Net Loss - During the comparative three-month periods ended March 31, 2019 and 2018 we recorded a net loss of $621,583 and $693,515, respectively.

CAPITAL RESOURCES AND LIQUIDITY
 
At March 31, 2019, we had $17,258 cash on deposit, $58,677 in accounts receivables, $79,929 in other receivables, $4,248 in inventory, and prepaid expenses of $47,703 for total current assets of $207,815.  Further we had current liabilities of $669,290 in accounts payable and accrued expenses (including amounts due to related parties), $80,000 in income taxes payable, $15,147 in advances from related parties and $78,982 in short term notes from third parties.   We had a working capital deficit of $635,604 as at March 31, 2019. While the Company's prosthetics and orthotics clinic in Glasgow has increased its patient through-put year over year, sales are still not sufficient to cover our consolidated operational expenses.  We commenced generating revenue from commercial evaluation of our available technologies in fiscal 2016, however we did not record revenue in this segment in the three months ended March 31, 2019, as we continue to work towards larger commercial licensing contracts.  Presently we rely on our advances from our President, third party loans, and private placements from qualified investors to fund our general operating expenses.  During the most recent three months ended March 31. 2019 we only secured a small advance of $567.  The Company will be required to conclude a larger equity-based financing to meet its operational overheads for the balance of fiscal 2019.

The Company expects it will need to raise a total of $5,000,000 to $15,000,000 to fund its proposed operations for the next twelve to 36 months, including the planned expansion of its P&O Clinics. It intends to fund operations by a combination of related party loans, debt financing and equity placements, as well as through joint venture partnerships negotiated in our recently completed quarter. The Company is seeking equity private placements from qualified investors with which to fund operations until such time as it can secure alternate financing arrangements.  The Company is also seeking joint venture partners for its various Insole technology applications as a further means to fund ongoing commercialization efforts.

Data extract:
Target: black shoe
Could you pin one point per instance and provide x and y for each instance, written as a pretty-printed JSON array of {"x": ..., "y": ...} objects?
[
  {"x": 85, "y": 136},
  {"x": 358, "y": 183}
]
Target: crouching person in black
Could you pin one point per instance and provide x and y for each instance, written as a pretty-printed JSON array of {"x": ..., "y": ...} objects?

What this exercise asks:
• 1. Answer these from the liquidity passage:
(a) What net loss was recorded for the three months ended March 31, 2019?
(b) What was the working capital deficit as at March 31, 2019?
(c) What total amount does the Company expect it will need to raise to fund its proposed operations?
• 2. Put this sentence from the liquidity passage into Spanish: "The Company will be required to conclude a larger equity-based financing to meet its operational overheads for the balance of fiscal 2019."
• 3. Rewrite everything from "The Company expects" down to "ongoing commercialization efforts." in the liquidity passage, putting "accredited investors" in place of "qualified investors".

Expected responses:
• 1.
(a) $621,583
(b) $635,604
(c) $5,000,000 to $15,000,000

• 2. La Compañía deberá concretar un financiamiento de mayor envergadura basado en capital para cubrir sus gastos generales operativos durante el resto del año fiscal 2019.

• 3.
The Company expects it will need to raise a total of $5,000,000 to $15,000,000 to fund its proposed operations for the next twelve to 36 months, including the planned expansion of its P&O Clinics. It intends to fund operations by a combination of related party loans, debt financing and equity placements, as well as through joint venture partnerships negotiated in our recently completed quarter. The Company is seeking equity private placements from accredited investors with which to fund operations until such time as it can secure alternate financing arrangements.  The Company is also seeking joint venture partners for its various Insole technology applications as a further means to fund ongoing commercialization efforts.